[Items from a data source]

Content starts

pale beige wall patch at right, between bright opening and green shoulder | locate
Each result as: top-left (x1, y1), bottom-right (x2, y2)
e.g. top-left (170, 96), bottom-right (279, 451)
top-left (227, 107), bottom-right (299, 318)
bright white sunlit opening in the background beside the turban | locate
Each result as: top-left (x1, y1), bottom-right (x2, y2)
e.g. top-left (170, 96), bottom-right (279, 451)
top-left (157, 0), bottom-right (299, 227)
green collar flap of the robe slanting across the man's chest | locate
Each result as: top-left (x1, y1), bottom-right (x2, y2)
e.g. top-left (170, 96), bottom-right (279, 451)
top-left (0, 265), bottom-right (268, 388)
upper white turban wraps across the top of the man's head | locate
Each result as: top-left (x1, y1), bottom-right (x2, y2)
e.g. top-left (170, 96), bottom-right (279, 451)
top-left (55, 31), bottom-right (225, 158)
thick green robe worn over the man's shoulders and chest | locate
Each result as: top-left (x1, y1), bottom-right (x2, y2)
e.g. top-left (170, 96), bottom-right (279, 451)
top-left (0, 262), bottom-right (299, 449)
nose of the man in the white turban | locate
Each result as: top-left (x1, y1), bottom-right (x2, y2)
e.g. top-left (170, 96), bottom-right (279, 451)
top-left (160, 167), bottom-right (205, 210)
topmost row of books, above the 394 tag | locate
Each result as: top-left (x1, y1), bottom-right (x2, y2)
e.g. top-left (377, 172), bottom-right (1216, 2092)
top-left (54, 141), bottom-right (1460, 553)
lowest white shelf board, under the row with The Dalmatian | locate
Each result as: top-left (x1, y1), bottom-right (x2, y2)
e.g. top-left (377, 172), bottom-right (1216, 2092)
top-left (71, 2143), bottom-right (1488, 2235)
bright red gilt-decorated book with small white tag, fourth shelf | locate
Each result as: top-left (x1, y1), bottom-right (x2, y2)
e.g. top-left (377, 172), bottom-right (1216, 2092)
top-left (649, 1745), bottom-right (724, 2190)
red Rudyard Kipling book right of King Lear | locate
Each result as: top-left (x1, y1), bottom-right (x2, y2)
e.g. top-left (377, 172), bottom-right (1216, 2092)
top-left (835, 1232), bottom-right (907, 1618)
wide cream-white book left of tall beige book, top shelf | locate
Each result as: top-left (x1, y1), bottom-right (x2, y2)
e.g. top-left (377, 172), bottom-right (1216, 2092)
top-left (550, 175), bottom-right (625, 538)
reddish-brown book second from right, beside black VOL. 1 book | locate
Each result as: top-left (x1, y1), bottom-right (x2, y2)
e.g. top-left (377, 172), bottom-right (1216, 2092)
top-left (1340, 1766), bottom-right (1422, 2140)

Content ends

> **What to produce**
Restate each entry word for word.

> **Exercise response**
pale beige wall patch at right, between bright opening and green shoulder | locate
Each result as: top-left (x1, y1), bottom-right (x2, y2)
e.g. top-left (170, 96), bottom-right (279, 451)
top-left (227, 107), bottom-right (299, 318)
bright white sunlit opening in the background beside the turban | locate
Each result as: top-left (x1, y1), bottom-right (x2, y2)
e.g. top-left (170, 96), bottom-right (279, 451)
top-left (157, 0), bottom-right (299, 227)
green collar flap of the robe slanting across the man's chest | locate
Each result as: top-left (x1, y1), bottom-right (x2, y2)
e.g. top-left (170, 96), bottom-right (279, 451)
top-left (0, 265), bottom-right (268, 388)
upper white turban wraps across the top of the man's head | locate
Each result as: top-left (x1, y1), bottom-right (x2, y2)
e.g. top-left (170, 96), bottom-right (279, 451)
top-left (55, 31), bottom-right (225, 158)
thick green robe worn over the man's shoulders and chest | locate
Each result as: top-left (x1, y1), bottom-right (x2, y2)
e.g. top-left (170, 96), bottom-right (279, 451)
top-left (0, 262), bottom-right (299, 449)
nose of the man in the white turban | locate
Each result as: top-left (x1, y1), bottom-right (x2, y2)
e.g. top-left (170, 96), bottom-right (279, 451)
top-left (160, 167), bottom-right (205, 210)
topmost row of books, above the 394 tag | locate
Each result as: top-left (x1, y1), bottom-right (x2, y2)
e.g. top-left (377, 172), bottom-right (1216, 2092)
top-left (54, 141), bottom-right (1460, 553)
lowest white shelf board, under the row with The Dalmatian | locate
Each result as: top-left (x1, y1), bottom-right (x2, y2)
e.g. top-left (377, 172), bottom-right (1216, 2092)
top-left (71, 2143), bottom-right (1488, 2235)
bright red gilt-decorated book with small white tag, fourth shelf | locate
Each result as: top-left (x1, y1), bottom-right (x2, y2)
e.g. top-left (377, 172), bottom-right (1216, 2092)
top-left (649, 1745), bottom-right (724, 2190)
red Rudyard Kipling book right of King Lear | locate
Each result as: top-left (x1, y1), bottom-right (x2, y2)
e.g. top-left (377, 172), bottom-right (1216, 2092)
top-left (835, 1232), bottom-right (907, 1618)
wide cream-white book left of tall beige book, top shelf | locate
Each result as: top-left (x1, y1), bottom-right (x2, y2)
e.g. top-left (377, 172), bottom-right (1216, 2092)
top-left (550, 175), bottom-right (625, 538)
reddish-brown book second from right, beside black VOL. 1 book | locate
Each result as: top-left (x1, y1), bottom-right (x2, y2)
e.g. top-left (377, 172), bottom-right (1216, 2092)
top-left (1340, 1766), bottom-right (1422, 2140)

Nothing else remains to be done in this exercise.